— What is required —
Find each line below that contains the word "stone" and copy those lines.

— Information given —
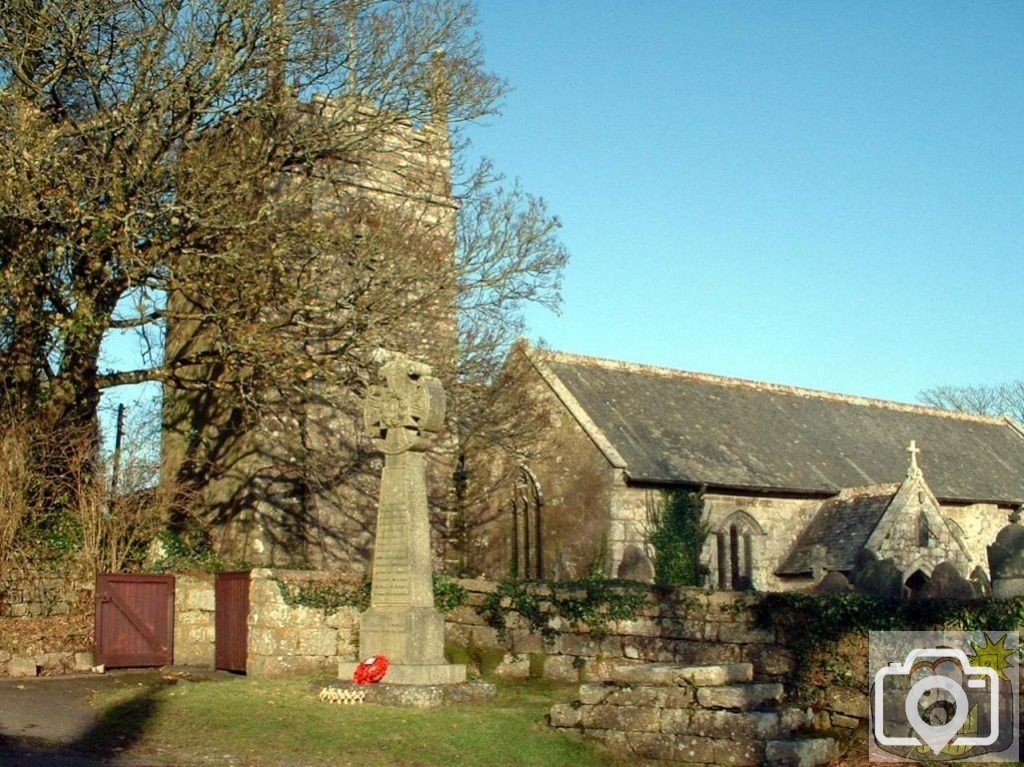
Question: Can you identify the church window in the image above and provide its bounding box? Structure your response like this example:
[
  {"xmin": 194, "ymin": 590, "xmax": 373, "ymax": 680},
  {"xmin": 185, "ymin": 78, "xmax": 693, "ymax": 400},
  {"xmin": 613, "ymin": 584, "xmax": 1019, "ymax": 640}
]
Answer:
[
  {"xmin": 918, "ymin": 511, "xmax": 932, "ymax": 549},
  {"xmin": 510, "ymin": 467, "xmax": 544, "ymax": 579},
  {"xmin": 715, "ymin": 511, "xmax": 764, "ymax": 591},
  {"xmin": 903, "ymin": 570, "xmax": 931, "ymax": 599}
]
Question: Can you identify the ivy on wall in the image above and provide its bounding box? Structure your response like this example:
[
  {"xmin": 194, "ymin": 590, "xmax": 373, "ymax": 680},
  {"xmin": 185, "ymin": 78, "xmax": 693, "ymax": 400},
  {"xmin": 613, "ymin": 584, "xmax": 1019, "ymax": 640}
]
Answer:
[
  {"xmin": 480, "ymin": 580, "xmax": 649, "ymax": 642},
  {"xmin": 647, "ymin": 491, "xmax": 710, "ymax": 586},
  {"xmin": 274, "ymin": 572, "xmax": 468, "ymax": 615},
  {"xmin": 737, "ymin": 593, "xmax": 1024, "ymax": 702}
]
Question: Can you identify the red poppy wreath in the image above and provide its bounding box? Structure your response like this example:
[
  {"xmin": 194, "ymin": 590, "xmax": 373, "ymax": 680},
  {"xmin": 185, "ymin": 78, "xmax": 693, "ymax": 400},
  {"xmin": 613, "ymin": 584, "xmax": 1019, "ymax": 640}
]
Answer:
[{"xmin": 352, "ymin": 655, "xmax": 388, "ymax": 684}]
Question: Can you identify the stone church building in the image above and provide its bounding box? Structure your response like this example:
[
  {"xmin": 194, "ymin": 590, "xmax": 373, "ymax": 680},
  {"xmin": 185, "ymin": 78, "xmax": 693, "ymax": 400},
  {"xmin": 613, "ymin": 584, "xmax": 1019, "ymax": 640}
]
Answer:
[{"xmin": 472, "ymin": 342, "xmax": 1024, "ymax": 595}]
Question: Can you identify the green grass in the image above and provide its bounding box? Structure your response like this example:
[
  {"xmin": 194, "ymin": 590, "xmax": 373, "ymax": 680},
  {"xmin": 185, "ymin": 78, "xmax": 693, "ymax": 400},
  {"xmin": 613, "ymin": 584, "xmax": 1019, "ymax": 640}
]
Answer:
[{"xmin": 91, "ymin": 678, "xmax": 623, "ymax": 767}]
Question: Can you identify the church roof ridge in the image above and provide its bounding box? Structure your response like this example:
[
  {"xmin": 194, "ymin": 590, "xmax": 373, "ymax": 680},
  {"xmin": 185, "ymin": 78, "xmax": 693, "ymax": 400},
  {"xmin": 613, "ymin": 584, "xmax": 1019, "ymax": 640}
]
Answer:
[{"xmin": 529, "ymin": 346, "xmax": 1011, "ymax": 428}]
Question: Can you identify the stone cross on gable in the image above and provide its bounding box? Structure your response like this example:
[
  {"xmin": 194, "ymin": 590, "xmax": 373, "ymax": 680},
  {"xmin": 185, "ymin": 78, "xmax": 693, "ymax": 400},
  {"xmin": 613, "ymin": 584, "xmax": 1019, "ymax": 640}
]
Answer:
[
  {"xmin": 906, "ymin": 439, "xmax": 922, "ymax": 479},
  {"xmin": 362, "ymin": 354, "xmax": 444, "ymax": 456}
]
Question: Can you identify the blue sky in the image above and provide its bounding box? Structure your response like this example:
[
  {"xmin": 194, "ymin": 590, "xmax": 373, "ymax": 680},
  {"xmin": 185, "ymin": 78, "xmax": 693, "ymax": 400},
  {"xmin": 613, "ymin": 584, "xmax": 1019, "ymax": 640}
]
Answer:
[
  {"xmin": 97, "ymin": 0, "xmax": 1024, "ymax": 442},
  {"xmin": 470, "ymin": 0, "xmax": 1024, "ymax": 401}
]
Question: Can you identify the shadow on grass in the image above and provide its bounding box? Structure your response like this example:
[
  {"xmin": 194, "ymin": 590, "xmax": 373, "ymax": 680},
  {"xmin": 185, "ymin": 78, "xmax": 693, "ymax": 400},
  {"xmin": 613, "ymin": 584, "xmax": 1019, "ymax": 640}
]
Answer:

— Exercise answer —
Question: Can you identify the stone church building in the image above and provide its bounding box? Structure your response like this example:
Question: Can you identify the stone cross on gable in the image above and provide its bounding box? Structure your response like this example:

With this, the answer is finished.